* [REQUEST] Set down each record exactly as written.

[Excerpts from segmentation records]
════════
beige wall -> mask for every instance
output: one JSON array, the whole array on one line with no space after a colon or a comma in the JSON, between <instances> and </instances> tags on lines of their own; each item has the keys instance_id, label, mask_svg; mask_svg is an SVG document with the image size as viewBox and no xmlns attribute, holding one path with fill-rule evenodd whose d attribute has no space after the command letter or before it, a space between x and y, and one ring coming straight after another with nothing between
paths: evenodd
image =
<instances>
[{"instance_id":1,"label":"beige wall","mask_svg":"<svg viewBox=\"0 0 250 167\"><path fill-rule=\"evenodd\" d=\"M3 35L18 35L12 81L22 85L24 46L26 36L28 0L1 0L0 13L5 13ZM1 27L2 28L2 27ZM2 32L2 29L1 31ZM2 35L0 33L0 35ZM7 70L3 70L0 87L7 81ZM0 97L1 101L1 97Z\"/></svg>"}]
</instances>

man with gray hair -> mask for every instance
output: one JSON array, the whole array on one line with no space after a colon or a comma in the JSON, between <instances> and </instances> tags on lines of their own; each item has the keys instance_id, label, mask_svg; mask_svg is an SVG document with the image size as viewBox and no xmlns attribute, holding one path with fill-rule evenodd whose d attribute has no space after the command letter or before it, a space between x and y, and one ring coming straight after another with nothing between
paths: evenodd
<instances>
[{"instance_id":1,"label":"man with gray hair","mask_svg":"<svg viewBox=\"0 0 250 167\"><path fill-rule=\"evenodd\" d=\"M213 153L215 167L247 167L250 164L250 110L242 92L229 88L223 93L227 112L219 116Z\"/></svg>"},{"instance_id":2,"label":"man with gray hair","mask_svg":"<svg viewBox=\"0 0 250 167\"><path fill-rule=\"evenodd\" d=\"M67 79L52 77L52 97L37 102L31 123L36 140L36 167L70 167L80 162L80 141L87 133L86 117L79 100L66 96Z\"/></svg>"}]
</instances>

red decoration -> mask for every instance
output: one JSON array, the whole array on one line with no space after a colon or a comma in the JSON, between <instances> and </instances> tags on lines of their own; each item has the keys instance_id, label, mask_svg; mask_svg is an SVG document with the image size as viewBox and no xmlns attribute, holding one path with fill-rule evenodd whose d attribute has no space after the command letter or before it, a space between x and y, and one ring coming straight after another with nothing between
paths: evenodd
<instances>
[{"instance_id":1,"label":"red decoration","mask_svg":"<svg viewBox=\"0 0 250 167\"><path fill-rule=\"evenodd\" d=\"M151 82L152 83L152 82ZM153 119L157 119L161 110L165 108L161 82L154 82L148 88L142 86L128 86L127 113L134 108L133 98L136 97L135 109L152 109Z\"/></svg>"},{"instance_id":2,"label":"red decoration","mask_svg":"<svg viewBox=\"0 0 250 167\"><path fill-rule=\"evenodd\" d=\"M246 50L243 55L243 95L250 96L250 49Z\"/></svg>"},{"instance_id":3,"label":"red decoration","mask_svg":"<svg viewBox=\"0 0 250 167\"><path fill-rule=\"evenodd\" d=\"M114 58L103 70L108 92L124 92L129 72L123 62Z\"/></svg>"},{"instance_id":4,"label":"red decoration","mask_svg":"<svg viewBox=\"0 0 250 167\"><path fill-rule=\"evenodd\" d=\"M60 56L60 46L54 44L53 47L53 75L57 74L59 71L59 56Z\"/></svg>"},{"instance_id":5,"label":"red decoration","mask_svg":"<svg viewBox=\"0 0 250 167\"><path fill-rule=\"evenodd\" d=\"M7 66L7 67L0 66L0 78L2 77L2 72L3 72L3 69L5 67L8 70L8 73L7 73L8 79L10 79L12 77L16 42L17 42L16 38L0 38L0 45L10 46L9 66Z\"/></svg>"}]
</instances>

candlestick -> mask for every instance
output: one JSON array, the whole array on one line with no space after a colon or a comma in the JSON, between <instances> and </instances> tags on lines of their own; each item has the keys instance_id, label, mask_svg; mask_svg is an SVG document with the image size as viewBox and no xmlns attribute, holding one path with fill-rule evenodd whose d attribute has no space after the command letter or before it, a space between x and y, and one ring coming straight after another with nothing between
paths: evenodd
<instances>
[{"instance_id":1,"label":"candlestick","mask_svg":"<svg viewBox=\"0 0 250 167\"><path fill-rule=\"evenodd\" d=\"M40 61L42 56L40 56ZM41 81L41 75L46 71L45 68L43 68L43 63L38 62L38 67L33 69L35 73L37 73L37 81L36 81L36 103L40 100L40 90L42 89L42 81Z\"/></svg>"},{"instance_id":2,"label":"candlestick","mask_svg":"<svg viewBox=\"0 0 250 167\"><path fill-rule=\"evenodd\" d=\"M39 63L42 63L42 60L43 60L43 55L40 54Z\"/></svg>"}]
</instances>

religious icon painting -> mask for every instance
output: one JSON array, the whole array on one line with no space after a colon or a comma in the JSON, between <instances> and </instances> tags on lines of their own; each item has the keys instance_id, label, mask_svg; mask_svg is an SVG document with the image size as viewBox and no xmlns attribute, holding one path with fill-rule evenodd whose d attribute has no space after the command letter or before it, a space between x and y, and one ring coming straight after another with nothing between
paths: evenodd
════════
* [SOLVED PROBLEM]
beige wall -> mask for every instance
output: one JSON array, the whole array on one line with no space after a colon or a comma in the JSON, between <instances> and </instances> tags on lines of their own; each item has the keys instance_id, label, mask_svg; mask_svg is an SVG document with the image size as viewBox and no xmlns attribute, holding one path with fill-rule evenodd whose d attribute has no space after the command letter or before it, a space between x and y, and one ring coming straight after another with nothing between
paths: evenodd
image =
<instances>
[{"instance_id":1,"label":"beige wall","mask_svg":"<svg viewBox=\"0 0 250 167\"><path fill-rule=\"evenodd\" d=\"M3 35L18 35L12 81L22 85L24 46L26 36L28 0L1 0L0 13L5 13ZM1 27L2 28L2 27ZM2 32L2 29L1 31ZM2 35L0 33L0 35ZM7 70L3 70L0 87L7 81ZM0 97L1 101L1 97Z\"/></svg>"}]
</instances>

man with gray hair -> mask for every instance
output: one JSON array, the whole array on one line with no space after a colon or a comma in the JSON, between <instances> and </instances> tags on lines of their own; each item has the keys instance_id, label, mask_svg; mask_svg is an SVG document with the image size as viewBox and no xmlns attribute, holding one path with fill-rule evenodd whose d attribute has no space after the command letter or before it, a space between x and y, and one ring coming straight after another with nothing between
paths: evenodd
<instances>
[{"instance_id":1,"label":"man with gray hair","mask_svg":"<svg viewBox=\"0 0 250 167\"><path fill-rule=\"evenodd\" d=\"M213 153L215 167L247 167L250 164L250 110L242 92L229 88L223 93L227 112L219 116Z\"/></svg>"},{"instance_id":2,"label":"man with gray hair","mask_svg":"<svg viewBox=\"0 0 250 167\"><path fill-rule=\"evenodd\" d=\"M67 79L52 77L52 97L37 102L31 123L36 140L36 167L70 167L80 162L80 141L87 133L86 117L79 100L66 96Z\"/></svg>"}]
</instances>

red decoration -> mask for every instance
output: one JSON array, the whole array on one line with no space after a colon or a comma in the JSON, between <instances> and </instances> tags on lines of their own; each item has the keys instance_id, label, mask_svg; mask_svg is an SVG document with the image size as viewBox and no xmlns attribute, holding one path with fill-rule evenodd whose d attribute has no space after the command letter or before it, a space between x and y, and one ring coming straight after another with nothing between
paths: evenodd
<instances>
[{"instance_id":1,"label":"red decoration","mask_svg":"<svg viewBox=\"0 0 250 167\"><path fill-rule=\"evenodd\" d=\"M151 82L152 83L152 82ZM153 119L157 119L161 110L165 108L161 82L154 82L148 88L142 86L128 86L127 113L134 108L133 98L136 97L135 109L152 109Z\"/></svg>"},{"instance_id":2,"label":"red decoration","mask_svg":"<svg viewBox=\"0 0 250 167\"><path fill-rule=\"evenodd\" d=\"M246 50L243 55L243 95L250 96L250 49Z\"/></svg>"},{"instance_id":3,"label":"red decoration","mask_svg":"<svg viewBox=\"0 0 250 167\"><path fill-rule=\"evenodd\" d=\"M114 58L103 70L108 92L124 92L129 72L123 62Z\"/></svg>"},{"instance_id":4,"label":"red decoration","mask_svg":"<svg viewBox=\"0 0 250 167\"><path fill-rule=\"evenodd\" d=\"M60 56L60 46L54 44L53 47L53 75L57 74L59 71L59 56Z\"/></svg>"},{"instance_id":5,"label":"red decoration","mask_svg":"<svg viewBox=\"0 0 250 167\"><path fill-rule=\"evenodd\" d=\"M7 66L7 67L0 66L0 78L2 77L2 72L3 72L3 69L5 67L8 70L8 73L7 73L8 79L10 79L12 77L16 42L17 42L16 38L0 38L0 45L10 46L9 66Z\"/></svg>"}]
</instances>

candlestick -> mask for every instance
output: one JSON array, the whole array on one line with no space after a colon or a comma in the JSON, between <instances> and </instances> tags on lines of their own; each item has the keys instance_id, label, mask_svg; mask_svg is an SVG document with the image size as viewBox and no xmlns attribute, holding one path with fill-rule evenodd whose d attribute has no space after the command letter or before it, a space between x and y, and one ring coming straight after another with nothing between
paths: evenodd
<instances>
[{"instance_id":1,"label":"candlestick","mask_svg":"<svg viewBox=\"0 0 250 167\"><path fill-rule=\"evenodd\" d=\"M40 61L42 56L40 56ZM41 81L41 75L46 71L45 68L43 68L43 63L38 62L38 67L33 69L35 73L37 73L37 81L36 81L36 103L40 100L40 90L42 89L42 81Z\"/></svg>"},{"instance_id":2,"label":"candlestick","mask_svg":"<svg viewBox=\"0 0 250 167\"><path fill-rule=\"evenodd\" d=\"M39 63L42 63L42 60L43 60L43 55L40 54Z\"/></svg>"}]
</instances>

religious icon painting -> mask for every instance
output: one JSON array, the whole array on one line with no space after a colon or a comma in the JSON, between <instances> and </instances> tags on lines of their own; each item has the keys instance_id, label, mask_svg; mask_svg is an SVG document with the image size as viewBox and no xmlns attribute, holding one path with fill-rule evenodd whose d attribute has no space after the command letter or before it, a space between x and y, and one ring coming straight after another with nothing between
paths: evenodd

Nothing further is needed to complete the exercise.